» Task to complete
Rewrite the data below, changing each "with a dot" to "with one point" and leaving everything else as it is.

(A block of data)

===============

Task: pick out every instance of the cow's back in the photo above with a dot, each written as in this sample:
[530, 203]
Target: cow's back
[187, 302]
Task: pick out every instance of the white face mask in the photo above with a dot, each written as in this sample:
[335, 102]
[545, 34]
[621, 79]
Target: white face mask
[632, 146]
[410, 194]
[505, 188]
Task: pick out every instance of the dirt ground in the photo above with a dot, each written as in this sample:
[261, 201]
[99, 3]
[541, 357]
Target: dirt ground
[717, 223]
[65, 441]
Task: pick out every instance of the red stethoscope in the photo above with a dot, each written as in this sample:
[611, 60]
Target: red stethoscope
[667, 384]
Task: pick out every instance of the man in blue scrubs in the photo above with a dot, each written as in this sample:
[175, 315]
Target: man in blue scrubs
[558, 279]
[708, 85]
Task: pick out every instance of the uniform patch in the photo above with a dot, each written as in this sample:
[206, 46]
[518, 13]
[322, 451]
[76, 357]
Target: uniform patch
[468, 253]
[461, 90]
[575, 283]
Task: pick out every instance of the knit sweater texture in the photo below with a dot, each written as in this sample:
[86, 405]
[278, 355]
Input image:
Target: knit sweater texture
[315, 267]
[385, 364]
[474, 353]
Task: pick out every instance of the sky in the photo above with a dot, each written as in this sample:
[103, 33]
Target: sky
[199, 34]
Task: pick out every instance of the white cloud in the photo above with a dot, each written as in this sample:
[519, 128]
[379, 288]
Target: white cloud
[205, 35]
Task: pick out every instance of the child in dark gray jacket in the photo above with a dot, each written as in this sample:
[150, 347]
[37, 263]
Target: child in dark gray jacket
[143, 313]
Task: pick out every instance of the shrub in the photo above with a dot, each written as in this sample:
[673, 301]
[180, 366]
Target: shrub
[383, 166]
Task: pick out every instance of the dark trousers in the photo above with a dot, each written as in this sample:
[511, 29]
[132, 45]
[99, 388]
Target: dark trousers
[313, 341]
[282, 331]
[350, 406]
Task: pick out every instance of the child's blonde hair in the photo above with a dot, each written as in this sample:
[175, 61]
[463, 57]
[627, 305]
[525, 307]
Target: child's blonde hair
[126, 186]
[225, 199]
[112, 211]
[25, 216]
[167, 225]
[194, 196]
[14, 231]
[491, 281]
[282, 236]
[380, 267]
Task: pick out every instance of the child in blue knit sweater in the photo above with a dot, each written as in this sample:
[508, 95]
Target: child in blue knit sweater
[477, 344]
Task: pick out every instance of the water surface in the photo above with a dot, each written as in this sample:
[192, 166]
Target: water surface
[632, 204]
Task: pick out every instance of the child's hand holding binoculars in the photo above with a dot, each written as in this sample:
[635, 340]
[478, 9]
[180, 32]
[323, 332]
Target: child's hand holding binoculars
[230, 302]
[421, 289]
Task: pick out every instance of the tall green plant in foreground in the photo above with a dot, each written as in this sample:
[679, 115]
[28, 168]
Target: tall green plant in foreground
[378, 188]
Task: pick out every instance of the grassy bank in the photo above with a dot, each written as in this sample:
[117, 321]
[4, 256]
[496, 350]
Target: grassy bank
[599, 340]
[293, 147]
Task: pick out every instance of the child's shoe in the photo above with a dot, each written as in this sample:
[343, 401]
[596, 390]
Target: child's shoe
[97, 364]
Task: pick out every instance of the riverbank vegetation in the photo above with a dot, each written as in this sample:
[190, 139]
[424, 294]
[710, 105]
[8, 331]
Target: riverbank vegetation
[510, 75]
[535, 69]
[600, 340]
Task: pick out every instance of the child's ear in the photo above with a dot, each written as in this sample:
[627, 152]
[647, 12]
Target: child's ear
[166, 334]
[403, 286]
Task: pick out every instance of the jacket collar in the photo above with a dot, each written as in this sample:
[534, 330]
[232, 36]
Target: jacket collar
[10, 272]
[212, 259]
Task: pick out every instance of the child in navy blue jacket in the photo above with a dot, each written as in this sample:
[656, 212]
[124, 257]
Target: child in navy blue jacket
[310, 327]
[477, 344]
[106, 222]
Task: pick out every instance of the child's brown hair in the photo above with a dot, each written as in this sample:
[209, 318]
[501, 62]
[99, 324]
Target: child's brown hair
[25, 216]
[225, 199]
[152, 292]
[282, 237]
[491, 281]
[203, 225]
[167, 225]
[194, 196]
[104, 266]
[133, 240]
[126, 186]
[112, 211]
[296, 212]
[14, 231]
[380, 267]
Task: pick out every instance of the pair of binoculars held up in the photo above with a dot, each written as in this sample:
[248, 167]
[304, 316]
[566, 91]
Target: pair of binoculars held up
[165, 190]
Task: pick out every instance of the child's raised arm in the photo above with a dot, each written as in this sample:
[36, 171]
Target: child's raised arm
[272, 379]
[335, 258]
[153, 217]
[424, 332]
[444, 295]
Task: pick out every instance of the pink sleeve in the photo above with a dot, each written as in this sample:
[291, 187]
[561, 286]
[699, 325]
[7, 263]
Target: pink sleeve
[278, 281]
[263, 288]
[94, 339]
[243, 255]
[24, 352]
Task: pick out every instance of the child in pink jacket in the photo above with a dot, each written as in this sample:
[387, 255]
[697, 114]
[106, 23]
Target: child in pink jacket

===============

» Correct output
Task: pick out every instance of the cow's back in the photo above with one point, each written as in this sample:
[530, 203]
Target: cow's back
[187, 302]
Task: pick out every instance of the white face mask in the photo above with one point, each written as in this sample:
[335, 102]
[545, 34]
[621, 79]
Target: white face mask
[632, 146]
[410, 194]
[505, 188]
Task: pick out every instance of the dirt ground in the photo above with one point, each written as in this sample:
[261, 201]
[99, 3]
[541, 357]
Target: dirt ground
[717, 223]
[65, 441]
Task: pick out every instance of the red stethoscope in the photo above with one point, each written as in this sample:
[611, 60]
Target: red stethoscope
[667, 384]
Task: pick out every instance of the man in blue scrubs in the photo above with one point, each written as in this sample:
[175, 315]
Target: man in blue scrubs
[558, 279]
[708, 85]
Task: pick out every instance of the uniform patch in the photo above with one point, each written as in this sample:
[206, 46]
[518, 13]
[322, 451]
[76, 357]
Target: uniform patch
[468, 253]
[461, 90]
[575, 283]
Task: pick out every instance of the knit sweater texture in the photo below with one point, each written as in this sample:
[86, 405]
[278, 355]
Input image:
Target: knit sweater texture
[315, 267]
[385, 364]
[474, 353]
Task: pick out every instance of the sky in the photo above with one point, each written as in this sample:
[103, 33]
Target: sky
[199, 34]
Task: pick out every instance of the white cloud in the photo above with one point, each written as in this sample:
[519, 128]
[379, 288]
Target: white cloud
[205, 35]
Task: pick out every instance of the child in dark gray jacket in the photo above with one point, each written as in this sample:
[150, 347]
[37, 263]
Target: child in dark gray jacket
[143, 313]
Task: pick out every instance of the shrub in the photo above with one point, each written as in this sample:
[673, 301]
[180, 366]
Target: shrub
[383, 166]
Task: pick out every instance of the dark trousers in the photo above with one point, each written as in this sample:
[511, 29]
[132, 45]
[99, 388]
Target: dark trousers
[313, 341]
[282, 331]
[350, 406]
Task: pick out every instance of the child's blonde hair in the photo above with one point, each written as in this sample:
[175, 61]
[463, 57]
[627, 305]
[525, 307]
Target: child's blonde hair
[126, 186]
[225, 199]
[112, 211]
[25, 216]
[167, 225]
[194, 196]
[14, 231]
[491, 281]
[282, 236]
[380, 267]
Task: pick out every instance of the child in blue knit sweater in the photo above with one point, each written as in this sample:
[508, 95]
Target: child in blue knit sweater
[477, 344]
Task: pick out every instance of the water surface in the photo above with one point, each written as in this sample:
[192, 166]
Target: water surface
[632, 204]
Task: pick out every instance of the child's hand holding binoculars in the photo above with one point, each written as in this sample:
[635, 340]
[478, 9]
[180, 32]
[323, 332]
Target: child's hand holding binoculars
[230, 302]
[421, 289]
Task: pick out every instance of the tall green plant in foreground in the photo above with one point, each written as in this sample:
[679, 115]
[28, 168]
Target: tall green plant in foreground
[378, 188]
Task: pick out every instance of the grassy bank in the photo above with one point, each written as in this sample:
[117, 321]
[4, 256]
[496, 350]
Target: grassy bank
[599, 340]
[293, 147]
Task: pick out every instance of the child's shoe in the photo above with one point, each written as in this sample:
[343, 401]
[596, 390]
Target: child's shoe
[97, 364]
Task: pick out every instance of the riverbank vegetation in the photo above with one point, each written as in this sample:
[190, 139]
[424, 294]
[710, 105]
[8, 331]
Target: riverbank vegetation
[510, 75]
[535, 69]
[600, 340]
Task: pick out every instance of the child's ear in the photo above with one point, each written as in this sample:
[627, 152]
[647, 12]
Target: child's ear
[166, 334]
[403, 286]
Task: pick out every instance of the jacket collar in the photo above with one point, each written as in this sample:
[534, 330]
[232, 36]
Target: jacket collar
[10, 272]
[212, 259]
Task: pick out every instance of the child in navy blue jacket in the photo above with one point, each written as in this sample:
[656, 212]
[124, 257]
Target: child in navy blue jacket
[310, 327]
[477, 344]
[106, 222]
Task: pick out every instance of the child's brown hair in the photo above with one point, each written as in this sample:
[209, 318]
[501, 62]
[99, 324]
Target: child's brown hair
[25, 216]
[225, 199]
[152, 292]
[282, 237]
[491, 281]
[203, 225]
[167, 225]
[194, 196]
[104, 266]
[133, 240]
[126, 186]
[112, 211]
[296, 212]
[14, 231]
[380, 267]
Task: pick out every instance of the pair of binoculars held up in the photo above with one point, each written as in this sample:
[248, 167]
[304, 316]
[566, 91]
Target: pair of binoculars held up
[165, 190]
Task: pick out every instance of the child's raised arm in the photo above with one point, each written as in this sample:
[36, 171]
Target: child's raised arm
[272, 379]
[335, 258]
[153, 217]
[424, 332]
[444, 295]
Task: pick out every instance of the pink sleeve in the photo above with one point, each written as in this sample:
[291, 187]
[561, 286]
[699, 325]
[7, 263]
Target: pink sleeve
[278, 281]
[263, 288]
[94, 339]
[243, 255]
[24, 352]
Task: pick out every instance of the child in pink jacket in the photo above with one point, each written as in this sample:
[387, 255]
[697, 114]
[106, 23]
Target: child in pink jacket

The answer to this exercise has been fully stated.